JOB: Copy every one of the items below word for word, leaving nothing out.

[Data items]
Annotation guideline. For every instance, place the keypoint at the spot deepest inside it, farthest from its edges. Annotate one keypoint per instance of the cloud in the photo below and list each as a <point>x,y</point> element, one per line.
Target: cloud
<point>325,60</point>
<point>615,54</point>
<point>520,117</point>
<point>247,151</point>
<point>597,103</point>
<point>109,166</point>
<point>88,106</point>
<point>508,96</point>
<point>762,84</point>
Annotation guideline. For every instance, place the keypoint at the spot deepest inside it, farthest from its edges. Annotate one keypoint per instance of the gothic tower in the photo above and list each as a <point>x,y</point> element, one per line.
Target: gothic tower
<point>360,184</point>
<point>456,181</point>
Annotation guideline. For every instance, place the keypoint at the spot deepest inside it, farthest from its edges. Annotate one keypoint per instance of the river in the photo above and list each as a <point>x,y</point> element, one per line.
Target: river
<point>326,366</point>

OUTPUT OF THE EXERCISE:
Annotation guideline. For every instance, place the keypoint at the spot deepest inside it, farthest from its edges. Annotate one keypoint per instance of the cloud in the photo below and list each as a <point>x,y</point> element, one per line.
Target: cloud
<point>325,60</point>
<point>615,54</point>
<point>520,117</point>
<point>247,151</point>
<point>597,103</point>
<point>109,166</point>
<point>88,106</point>
<point>508,96</point>
<point>762,84</point>
Annotation guideline. For every instance, place the keypoint at the spot deepest inside it, farthest from its edges. Annotate one keypoint per instance of the gothic tower in the photo above and list each as a <point>x,y</point> element, one per line.
Target: gothic tower
<point>360,184</point>
<point>456,181</point>
Annotation guideline. For every instance, place the keypoint at the spot deepest inside it, farthest from its edges. Annotate one keypoint per instance of the river in the photo above and list each as a <point>x,y</point> element, one per line.
Target: river
<point>326,366</point>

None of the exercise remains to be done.